# [STATED GOAL A]
In the passage on product-led sales, what is a user called once firmographic data and product milestones qualify them for paid conversion?
# [STATED GOAL B]
Duplicate the part of the passage on product-led sales starting with "- Sales-assist comes" and going on through "customer before trial expires.".
# [STATED GOAL C]
Go on with the passage on product-led sales from its last sentence.

# [PROVIDED PASSAGE]

Enter Product-Led Sales (PLS) — a go-to-market approach that relies on existing users of the product to drive revenue, including conversion, upsell, cross-sell, and expansion.
It’s a hybrid motion that forces your go-to-market team to think about self-serve/PLG channels and sales as growth levers you pull when it makes sense for your business. By focusing on the user experience through product usage signals, customer fit data, and intent, teams can pinpoint the right approach to engage potential customers, whether that's high touch sales or low touch marketing channels or nothing at all.
Here’s what a use case example of what a successful PLS motion focused on conversion may look like:
- A user self-serves into a time-boxed free trial of your product.
- Based on firmographic data (ICP fit) and milestones reached in your product, they’re qualified as a good opportunity for paid conversion. At this point they’re called a product-qualified lead or PQL.
- A sales rep (in this scenario, most likely a sales-assist role) reaches out to celebrate milestones and offer assistance to unlock further value before trial expires.
- The user continues with their free trial, but hasn’t shown buying intent signals, maybe usage drops or remains the same.
- Sales-assist comes back to help the user get unstuck and continue their journey. It turns out, the user has billing questions!
- Sales-assist passes on the PQL to an AE with more detailed knowledge on the packages and incentives they can offer based on the user’s product usage patterns.
- AE closes the deal, PQL converts to a paying customer before trial expires.
Now, let’s continue along the customer journey with that same PQL, they’re now a paying customer. Here’s what a successful PLS motion focused on expansion may look like:
- The customer keeps using the product and starts to show signals that indicate adding more team members will unlock new value. As more users sign up the expected lifetime value of the account increases and it gets flagged as a good opportunity for expansion.
- A sales rep again reaches out to point out specific team collaboration features and asks if they’re interested in learning more.

# [EXTRACTED DATA]
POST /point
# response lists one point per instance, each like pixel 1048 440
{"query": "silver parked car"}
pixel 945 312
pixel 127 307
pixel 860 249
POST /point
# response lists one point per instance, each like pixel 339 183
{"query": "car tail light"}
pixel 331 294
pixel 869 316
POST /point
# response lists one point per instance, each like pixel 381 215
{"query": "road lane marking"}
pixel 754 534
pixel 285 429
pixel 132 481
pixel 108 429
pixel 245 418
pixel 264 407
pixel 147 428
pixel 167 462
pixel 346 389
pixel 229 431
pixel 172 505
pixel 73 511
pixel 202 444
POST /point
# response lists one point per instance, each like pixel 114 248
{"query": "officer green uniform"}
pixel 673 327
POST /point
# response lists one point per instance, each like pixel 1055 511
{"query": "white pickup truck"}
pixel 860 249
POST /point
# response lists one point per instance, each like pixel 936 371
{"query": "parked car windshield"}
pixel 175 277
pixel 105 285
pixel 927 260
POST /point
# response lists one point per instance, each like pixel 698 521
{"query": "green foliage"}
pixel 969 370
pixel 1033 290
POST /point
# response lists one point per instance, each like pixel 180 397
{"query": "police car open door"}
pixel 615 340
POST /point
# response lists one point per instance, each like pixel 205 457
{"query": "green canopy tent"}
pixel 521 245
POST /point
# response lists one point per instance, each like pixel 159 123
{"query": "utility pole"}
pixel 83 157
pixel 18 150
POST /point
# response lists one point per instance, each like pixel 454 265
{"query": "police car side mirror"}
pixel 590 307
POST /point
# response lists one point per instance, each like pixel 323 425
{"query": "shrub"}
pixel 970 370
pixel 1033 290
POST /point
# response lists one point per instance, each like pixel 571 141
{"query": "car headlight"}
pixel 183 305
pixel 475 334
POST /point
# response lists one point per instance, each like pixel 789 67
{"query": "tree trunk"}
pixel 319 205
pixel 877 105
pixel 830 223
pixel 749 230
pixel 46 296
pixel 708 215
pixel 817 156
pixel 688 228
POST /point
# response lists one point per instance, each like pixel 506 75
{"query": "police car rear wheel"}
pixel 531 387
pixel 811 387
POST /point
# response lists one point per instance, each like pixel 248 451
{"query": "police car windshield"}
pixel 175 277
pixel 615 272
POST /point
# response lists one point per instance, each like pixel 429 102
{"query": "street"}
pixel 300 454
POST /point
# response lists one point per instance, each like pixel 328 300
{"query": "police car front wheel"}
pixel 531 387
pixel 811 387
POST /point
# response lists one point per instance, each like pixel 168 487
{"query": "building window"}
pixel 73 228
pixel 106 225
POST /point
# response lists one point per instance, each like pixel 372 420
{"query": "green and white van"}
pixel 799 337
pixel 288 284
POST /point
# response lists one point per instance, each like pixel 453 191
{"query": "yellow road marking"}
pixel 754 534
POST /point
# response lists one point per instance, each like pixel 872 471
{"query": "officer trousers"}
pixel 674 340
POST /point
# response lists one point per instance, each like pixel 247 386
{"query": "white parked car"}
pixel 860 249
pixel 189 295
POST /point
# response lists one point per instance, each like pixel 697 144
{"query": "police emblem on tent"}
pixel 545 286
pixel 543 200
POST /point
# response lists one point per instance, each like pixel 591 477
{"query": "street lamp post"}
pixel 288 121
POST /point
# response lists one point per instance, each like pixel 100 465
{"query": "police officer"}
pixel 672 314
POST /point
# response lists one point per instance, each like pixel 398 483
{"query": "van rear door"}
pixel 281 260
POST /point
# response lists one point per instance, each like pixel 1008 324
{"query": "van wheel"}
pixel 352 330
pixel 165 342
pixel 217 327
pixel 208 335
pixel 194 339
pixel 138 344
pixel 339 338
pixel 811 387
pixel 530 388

# [FINAL ANSWER A]
A product-qualified lead, or PQL.

# [FINAL ANSWER B]
- Sales-assist comes back to help the user get unstuck and continue their journey. It turns out, the user has billing questions!
- Sales-assist passes on the PQL to an AE with more detailed knowledge on the packages and incentives they can offer based on the user’s product usage patterns.
- AE closes the deal, PQL converts to a paying customer before trial expires.

# [FINAL ANSWER C]
- The customer feedback is that they’re interested in the team collaboration opportunities, but don’t have decision making power, so the sales rep sends along ROI messaging, personalized with product usage data, the customer can share internally with stake-holders.
- The customer CC’s sales rep in an email to the decision-maker who wants to negotiate directly with the sales team.
- The sales rep now has the chance to build a relationship with the economic buyer and can rely on product data to prove value. At this point they might offer a new trial for more users, special pricing based on number of seats, or general information on tiered pricing.
- The economic buyer is convinced and what started out as a single free trial user becomes a paying account with multiple users.
🪄Learn more: 5 Common Product-Led Sales Playbooks
All in all, the self-serve element of the PLS approach minimizes customer interaction with sales, helping lower customer acquisition costs by enabling them to really focus on leads who need help or show high potential — which product usage data helps uncover.
As you can see, the PLS motion is not an obliteration of the sales role, but an evolution of the way we think about sales. In fact, 97% of PLG companies have or plan to add sales teams. (Read more about the “myth” of the pure PLG approach.)
Product-led vs. sales-led: How to choose the right growth strategy ⚖️
You may be able to tell by now that choosing the best go-to-market strategy isn’t black and white.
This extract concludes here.